> **What is being asked**
List every line of the material below that contains the string "Using".

::: Data entries :::

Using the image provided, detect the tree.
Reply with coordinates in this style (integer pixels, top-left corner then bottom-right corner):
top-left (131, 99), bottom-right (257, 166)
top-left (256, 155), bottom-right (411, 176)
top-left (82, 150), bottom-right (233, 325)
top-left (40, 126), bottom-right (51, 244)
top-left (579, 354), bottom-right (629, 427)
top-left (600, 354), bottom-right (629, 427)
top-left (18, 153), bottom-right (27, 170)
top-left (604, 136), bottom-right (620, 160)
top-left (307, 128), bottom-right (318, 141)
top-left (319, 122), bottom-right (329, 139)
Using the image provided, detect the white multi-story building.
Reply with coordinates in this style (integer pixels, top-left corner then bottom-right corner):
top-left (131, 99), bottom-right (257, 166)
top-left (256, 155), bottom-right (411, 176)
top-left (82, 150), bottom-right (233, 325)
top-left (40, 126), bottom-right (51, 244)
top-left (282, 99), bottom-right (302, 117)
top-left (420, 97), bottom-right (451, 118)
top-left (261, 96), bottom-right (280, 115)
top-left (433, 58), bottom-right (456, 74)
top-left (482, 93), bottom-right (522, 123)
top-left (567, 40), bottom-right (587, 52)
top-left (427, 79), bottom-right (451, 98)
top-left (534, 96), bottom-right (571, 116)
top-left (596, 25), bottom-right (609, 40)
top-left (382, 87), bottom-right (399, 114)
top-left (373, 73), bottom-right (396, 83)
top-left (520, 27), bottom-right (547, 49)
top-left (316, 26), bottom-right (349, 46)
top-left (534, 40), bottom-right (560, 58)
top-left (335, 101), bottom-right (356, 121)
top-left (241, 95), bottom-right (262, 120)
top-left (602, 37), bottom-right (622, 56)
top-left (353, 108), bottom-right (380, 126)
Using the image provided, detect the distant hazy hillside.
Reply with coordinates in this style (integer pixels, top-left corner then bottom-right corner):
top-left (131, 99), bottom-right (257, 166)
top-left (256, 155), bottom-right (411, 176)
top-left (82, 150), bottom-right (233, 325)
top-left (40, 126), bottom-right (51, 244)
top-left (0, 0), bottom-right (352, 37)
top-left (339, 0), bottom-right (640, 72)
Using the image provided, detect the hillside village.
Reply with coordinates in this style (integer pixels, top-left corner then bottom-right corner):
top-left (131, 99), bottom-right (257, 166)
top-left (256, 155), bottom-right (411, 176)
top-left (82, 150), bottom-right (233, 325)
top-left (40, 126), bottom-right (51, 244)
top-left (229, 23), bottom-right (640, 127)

:::

> **Task result**
Using the image provided, detect the tree.
Using the image provided, detect the white multi-story building.
Using the image provided, detect the distant hazy hillside.
Using the image provided, detect the hillside village.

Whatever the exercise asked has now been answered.